===== PASSAGE TO READ

The Welfare Party’s popularity has grown gradually but steadily. In the 1991 parliamentary elections, it obtained more than 10 percent of the vote, thus surpassing the minimum threshold for winning seats in the National Assembly. Its electoral performance in the 1994 municipal elections was even better: the party won 19 percent of the total vote and control of the government of several large cities, including both Ankara and Istanbul. In the December 1995 National Assembly elections, the Welfare Party won 21 percent of the vote and the largest number of seats of any party–158.

The return to civilian rule in 1983 also affected Turkey’s foreign policy. The three years of military government had harmed the country’s reputation among its allies in the North Atlantic Treaty Organization (NATO) and the OECD, all of which had democratic governments. Turkey’s leaders had been committed to becoming an equal partner of the countries of Western Europe since the late 1940s. For example, Turkey became a member of the Council of Europe in 1949, dispatched its troops to participate in the United States – led United Nations military force in Korea in 1950, and became a full member of the NATO military alliance in 1952. Thus, West European criticisms of Turkey’s undemocratic government and human rights abuses were very painful. In addition, Turkey’s image suffered from the continuing tension with neighboring Greece–also a member of NATO–over Cyprus and the control of the Aegean Sea. Özal therefore wanted to repair Turkey’s international reputation as quickly as possible. He envisioned EU membership as an important means to demonstrate that Turkey is an essential part of Western Europe. In addition, he believed that EU membership would provide Turkey with vital economic benefits.

Although a substantial portion of the political and economic elite supported Özal’s objective of EU membership, it was not a goal shared by all Turks. For example, the Welfare Party opposed any further integration with Europe, arguing instead that Turkey should search for new export markets in its natural and historical hinterland, the Middle East. The Özal government did not dismiss the idea of expanding political and economic ties with other Islamic countries, and actually did cultivate relations with Iran and Iraq. These two neighbors were at war with each other from 1980 to 1988, and Turkey was able to reap economic dividends by remaining strictly neutral with respect to that conflict. Nevertheless, the government continued to believe that Turkey’s national interests would be served best by strengthening ties to Western Europe. Thus, Özal undertook a series of economic and political reform measures that he believed would provide credibility for Turkey’s formal application to join the EU. The application finally was submitted in April 1987. To demonstrate that Turkey was committed to democracy, and thus worthy of membership in the EU, all martial law decrees were repealed in March, although a state of emergency remained in force in the southeastern provinces. New parliamentary elections also were announced for the fall, a full year before they were required.

==========
===== DATASET ENTRIES

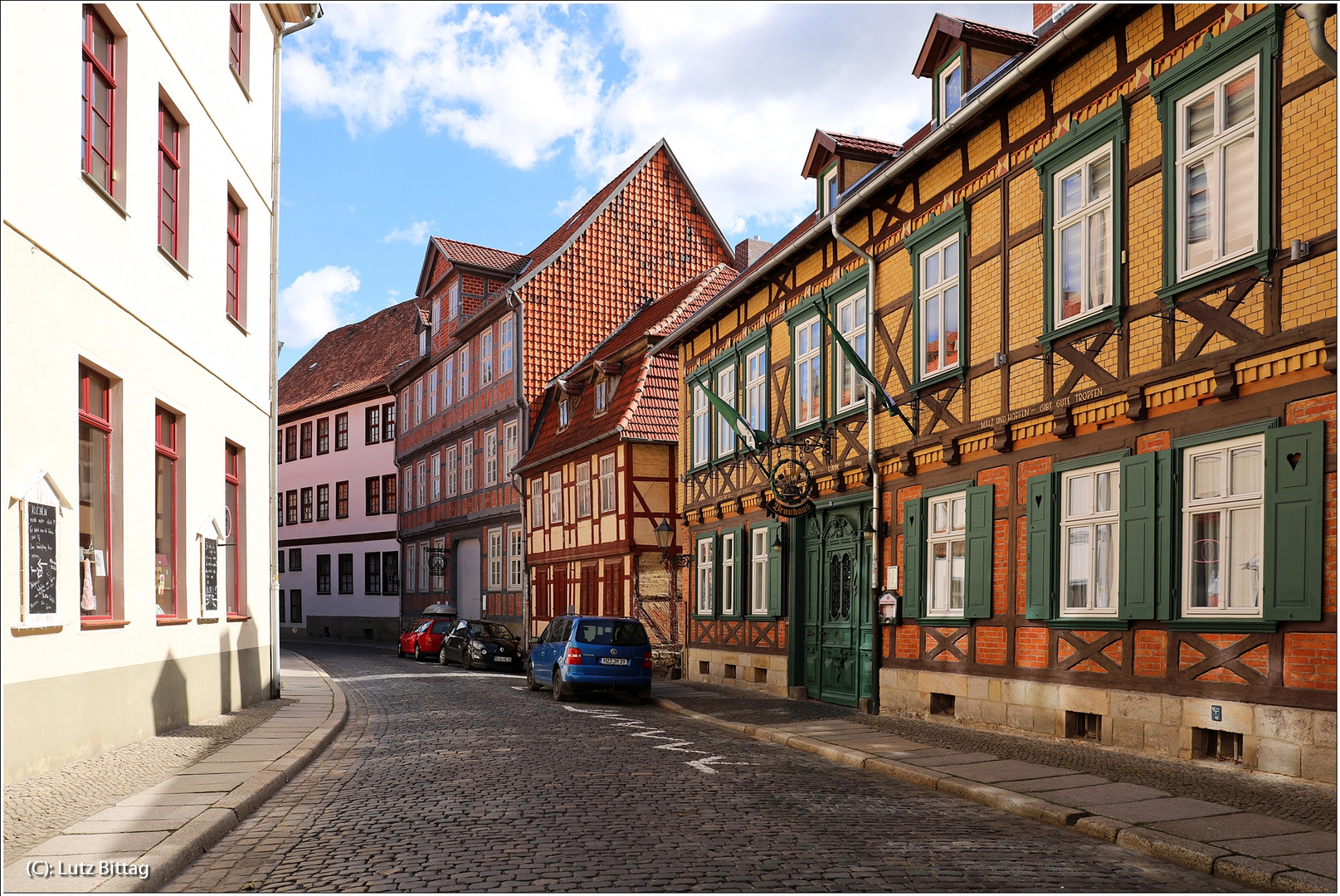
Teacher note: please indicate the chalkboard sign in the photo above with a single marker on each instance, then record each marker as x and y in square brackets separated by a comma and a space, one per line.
[41, 558]
[211, 592]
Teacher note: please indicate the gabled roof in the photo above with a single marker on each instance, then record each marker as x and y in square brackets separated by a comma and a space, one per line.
[945, 30]
[828, 144]
[351, 359]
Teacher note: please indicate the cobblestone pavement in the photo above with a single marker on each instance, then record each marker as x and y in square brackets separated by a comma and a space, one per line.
[41, 806]
[1313, 806]
[449, 780]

==========

EXERCISES →
1. In the passage on Turkish politics, copy the part from "The Welfare Party’s" up to and including "of any party–158.", switching "National Assembly" to "parliament".
2. Translate this sentence from the passage on Turkish politics into Spanish: "The application finally was submitted in April 1987."
The records aren't needed for this work.

THE REPLIES →
1.
The Welfare Party’s popularity has grown gradually but steadily. In the 1991 parliamentary elections, it obtained more than 10 percent of the vote, thus surpassing the minimum threshold for winning seats in the parliament. Its electoral performance in the 1994 municipal elections was even better: the party won 19 percent of the total vote and control of the government of several large cities, including both Ankara and Istanbul. In the December 1995 parliament elections, the Welfare Party won 21 percent of the vote and the largest number of seats of any party–158.

2. La solicitud finalmente se presentó en abril de 1987.